(Task to carry out):
Reproduce each of the following entries line for line, with no changes.

(Stored items):
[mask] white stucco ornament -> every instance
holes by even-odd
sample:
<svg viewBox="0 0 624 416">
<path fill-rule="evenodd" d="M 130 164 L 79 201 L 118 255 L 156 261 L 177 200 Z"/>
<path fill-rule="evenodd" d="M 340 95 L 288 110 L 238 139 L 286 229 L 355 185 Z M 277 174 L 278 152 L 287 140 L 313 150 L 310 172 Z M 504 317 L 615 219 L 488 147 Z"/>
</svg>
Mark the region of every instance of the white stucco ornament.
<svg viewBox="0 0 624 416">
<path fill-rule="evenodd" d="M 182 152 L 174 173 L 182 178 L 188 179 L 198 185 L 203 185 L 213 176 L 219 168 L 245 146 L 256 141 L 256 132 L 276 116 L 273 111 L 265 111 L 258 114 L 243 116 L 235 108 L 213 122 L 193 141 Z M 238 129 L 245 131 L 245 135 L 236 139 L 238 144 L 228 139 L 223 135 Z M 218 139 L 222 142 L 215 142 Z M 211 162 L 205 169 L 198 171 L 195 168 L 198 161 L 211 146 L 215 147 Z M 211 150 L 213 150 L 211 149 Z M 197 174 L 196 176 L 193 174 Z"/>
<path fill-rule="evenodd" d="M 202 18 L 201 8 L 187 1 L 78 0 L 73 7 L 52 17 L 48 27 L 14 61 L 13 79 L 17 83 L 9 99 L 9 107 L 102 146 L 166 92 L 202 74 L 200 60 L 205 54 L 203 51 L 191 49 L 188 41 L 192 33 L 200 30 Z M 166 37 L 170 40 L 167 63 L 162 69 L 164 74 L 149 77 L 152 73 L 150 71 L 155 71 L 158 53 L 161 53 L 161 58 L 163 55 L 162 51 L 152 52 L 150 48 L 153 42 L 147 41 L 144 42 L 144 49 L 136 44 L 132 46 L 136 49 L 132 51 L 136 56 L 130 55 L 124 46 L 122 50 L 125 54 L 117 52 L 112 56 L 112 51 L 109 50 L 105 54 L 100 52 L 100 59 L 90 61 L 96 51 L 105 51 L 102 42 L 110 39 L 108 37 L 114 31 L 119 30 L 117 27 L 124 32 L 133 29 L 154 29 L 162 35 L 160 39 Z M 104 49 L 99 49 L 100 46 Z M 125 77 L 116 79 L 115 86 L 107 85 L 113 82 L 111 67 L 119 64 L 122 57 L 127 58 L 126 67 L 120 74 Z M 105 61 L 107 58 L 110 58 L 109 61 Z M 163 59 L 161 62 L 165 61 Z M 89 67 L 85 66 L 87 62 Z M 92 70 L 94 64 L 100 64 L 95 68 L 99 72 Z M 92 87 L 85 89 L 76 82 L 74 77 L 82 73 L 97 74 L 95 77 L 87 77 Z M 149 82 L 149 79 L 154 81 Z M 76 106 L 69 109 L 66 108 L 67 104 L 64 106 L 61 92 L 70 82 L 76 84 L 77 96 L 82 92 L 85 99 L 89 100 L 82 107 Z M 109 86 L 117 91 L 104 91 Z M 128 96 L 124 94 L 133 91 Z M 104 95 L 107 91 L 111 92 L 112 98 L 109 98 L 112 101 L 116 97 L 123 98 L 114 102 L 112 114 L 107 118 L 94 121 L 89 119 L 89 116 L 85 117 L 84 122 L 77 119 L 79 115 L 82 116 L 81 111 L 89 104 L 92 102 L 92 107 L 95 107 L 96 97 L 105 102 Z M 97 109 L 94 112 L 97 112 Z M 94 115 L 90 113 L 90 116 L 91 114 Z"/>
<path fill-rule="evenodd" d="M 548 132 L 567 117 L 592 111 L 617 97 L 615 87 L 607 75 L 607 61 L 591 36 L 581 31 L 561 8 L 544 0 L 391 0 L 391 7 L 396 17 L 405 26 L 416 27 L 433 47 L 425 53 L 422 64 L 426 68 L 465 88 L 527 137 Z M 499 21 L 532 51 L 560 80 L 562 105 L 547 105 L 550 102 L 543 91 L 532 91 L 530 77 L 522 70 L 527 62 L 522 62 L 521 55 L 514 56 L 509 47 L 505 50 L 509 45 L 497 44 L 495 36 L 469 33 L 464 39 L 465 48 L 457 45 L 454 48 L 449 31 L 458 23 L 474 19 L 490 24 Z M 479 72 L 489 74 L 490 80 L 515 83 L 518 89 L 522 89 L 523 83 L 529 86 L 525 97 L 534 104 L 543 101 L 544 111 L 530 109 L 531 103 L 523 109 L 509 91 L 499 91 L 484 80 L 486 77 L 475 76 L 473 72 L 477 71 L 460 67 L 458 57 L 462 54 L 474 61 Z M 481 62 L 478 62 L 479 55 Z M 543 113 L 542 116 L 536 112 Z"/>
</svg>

(Written reply):
[mask] white stucco ornament -> every instance
holes by even-odd
sample:
<svg viewBox="0 0 624 416">
<path fill-rule="evenodd" d="M 130 164 L 79 201 L 118 255 L 156 261 L 177 200 Z"/>
<path fill-rule="evenodd" d="M 340 95 L 288 110 L 238 139 L 286 229 L 355 185 Z M 277 174 L 278 152 L 287 140 L 313 150 L 310 172 Z M 504 317 L 615 219 L 488 147 Z"/>
</svg>
Mark the region of every instance of the white stucco ornament.
<svg viewBox="0 0 624 416">
<path fill-rule="evenodd" d="M 182 152 L 174 173 L 182 178 L 188 179 L 198 185 L 203 185 L 213 176 L 219 168 L 245 146 L 256 141 L 256 132 L 276 116 L 273 111 L 265 111 L 258 114 L 243 116 L 235 108 L 213 122 L 193 141 Z M 238 129 L 245 131 L 245 135 L 236 139 L 238 144 L 228 139 L 223 135 Z M 218 139 L 222 142 L 215 142 Z M 211 162 L 205 169 L 198 171 L 195 168 L 198 161 L 211 146 L 215 147 Z M 211 150 L 213 150 L 211 149 Z M 197 174 L 196 176 L 193 174 Z"/>
<path fill-rule="evenodd" d="M 202 18 L 201 8 L 187 1 L 78 0 L 73 7 L 52 17 L 48 27 L 14 61 L 13 79 L 17 83 L 9 99 L 9 107 L 102 146 L 166 92 L 202 74 L 200 60 L 205 54 L 203 51 L 191 49 L 188 41 L 192 33 L 200 30 Z M 166 37 L 170 40 L 167 63 L 162 69 L 164 74 L 149 77 L 152 73 L 150 71 L 155 71 L 158 53 L 161 53 L 161 58 L 163 55 L 162 51 L 152 52 L 150 48 L 153 42 L 147 41 L 144 42 L 144 49 L 136 44 L 132 46 L 136 49 L 132 51 L 136 56 L 130 55 L 124 46 L 122 50 L 125 54 L 117 52 L 112 56 L 112 51 L 109 50 L 105 54 L 100 52 L 100 59 L 90 61 L 96 51 L 105 51 L 102 42 L 110 39 L 108 37 L 114 31 L 119 30 L 117 27 L 124 32 L 133 29 L 154 29 L 162 35 L 160 39 Z M 104 49 L 99 49 L 100 46 Z M 125 77 L 116 79 L 115 86 L 107 85 L 113 82 L 111 67 L 119 64 L 122 57 L 127 58 L 126 67 L 120 74 Z M 105 61 L 107 58 L 110 58 L 109 61 Z M 163 59 L 161 62 L 165 61 Z M 89 67 L 85 66 L 87 62 Z M 92 70 L 94 64 L 100 64 L 95 68 L 99 72 Z M 92 87 L 85 89 L 76 82 L 74 77 L 82 73 L 97 74 L 95 77 L 87 77 Z M 149 82 L 149 79 L 154 81 Z M 76 106 L 69 109 L 66 108 L 67 104 L 64 106 L 61 92 L 70 82 L 76 84 L 77 96 L 82 92 L 85 99 L 89 100 L 82 107 Z M 109 86 L 117 91 L 104 91 Z M 128 96 L 124 94 L 133 91 Z M 104 95 L 107 91 L 111 92 L 112 98 L 109 98 L 112 101 L 116 97 L 123 98 L 114 102 L 112 114 L 107 118 L 94 121 L 89 119 L 89 116 L 85 117 L 84 122 L 77 119 L 79 115 L 82 116 L 81 111 L 89 104 L 92 102 L 92 107 L 95 107 L 96 97 L 105 102 Z M 97 109 L 94 112 L 97 112 Z M 94 115 L 90 113 L 90 116 L 91 114 Z"/>
<path fill-rule="evenodd" d="M 548 132 L 567 117 L 592 111 L 617 97 L 615 87 L 607 75 L 607 61 L 591 36 L 581 31 L 561 8 L 544 0 L 391 0 L 391 7 L 396 17 L 405 26 L 416 27 L 433 47 L 425 53 L 422 64 L 426 68 L 465 88 L 527 137 Z M 499 21 L 532 51 L 560 80 L 562 105 L 547 105 L 550 102 L 543 91 L 532 91 L 530 77 L 522 70 L 527 62 L 522 62 L 521 55 L 514 56 L 509 47 L 505 50 L 509 45 L 497 44 L 495 36 L 469 33 L 464 39 L 465 48 L 457 45 L 454 48 L 449 31 L 458 23 L 474 19 L 490 24 Z M 479 72 L 489 74 L 490 80 L 515 83 L 518 89 L 522 89 L 523 83 L 529 86 L 525 97 L 534 104 L 543 101 L 544 111 L 530 109 L 531 103 L 523 109 L 509 91 L 499 91 L 484 80 L 486 77 L 475 76 L 473 72 L 477 71 L 460 67 L 458 57 L 462 54 L 474 61 Z M 481 62 L 478 62 L 479 55 Z M 543 113 L 542 116 L 536 112 Z"/>
</svg>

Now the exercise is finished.